==== Text ====
Chen Pengnian (陳鵬年 (Chén péngnián, Ch’ên P’êng-nien), 10 January 1664 - 9 February 1723) was a Han Chinese politician and scholar in the Qing dynasty.

==Biography==

Chen was a native of Xiangtan, Hunan. He spent much of his early life in the mountains where his family fled to avoid the disturbances of the Revolt of the Three Feudatories. During this time, he studied the classics and took the imperial examination upon his return to Xiangtan. He obtained a jinshi degree in 1691. He began his official career five years later as a magistrate in Xian, Zhejiang, before occupying the same post in Shanyang, Jiangsu. His upright and incorruptible character became renowned. Chen was a model official, earning the nickname “Chen Qingtian” for his honesty and frugality. From 1703 to 1705, he served as prefect of Nanjing. During this time, his superior, Ašan, governor-general of Jiangsu, falsely accused Chen of bribery and establishing lecture halls in former brothels. Chen was sentenced to death but given an imperial pardon by the Kangxi Emperor, who put him on a commission to edit the Sichao shi (四朝詩), an anthology of Song, Jin, Yuan, and Ming poetry.

Chen was appointed prefect of Suzhou in 1708 and acting-financial commissioner of Jiangsu in 1709. In 1711, Gali, the governor-general of Jiangsu, accused Chen of treason for a poem he wrote; however, these charges were dismissed by the emperor. Chen was then summoned to Beijing and from 1719 to 1722, he worked on the compilation of a phrase dictionary, Fenlei zi jin. He later participated in an official survey of the Grand Canal before he was appointed director-general of Yellow River Conservancy in Henan in 1721. He served in this post until his death in 1723. He was canonized as Keqin (恪勤).

During his lifetime, Chen authored collections of prose works as well as treatises on public administration and river conservancy.
====
■ **What you will do**:
a) Render this sentence from the Chen Pengnian biography in Spanish: "He obtained a jinshi degree in 1691."
b) According to the Chen Pengnian biography, in what year did Chen become prefect of Suzhou?
The records were taken from a separate source.
==== Listed records ====
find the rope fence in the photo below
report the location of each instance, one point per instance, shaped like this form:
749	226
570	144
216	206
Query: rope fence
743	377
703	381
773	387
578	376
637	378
====
■ **Results in order**:
a) Obtuvo el título de jinshi en 1691.

b) 1708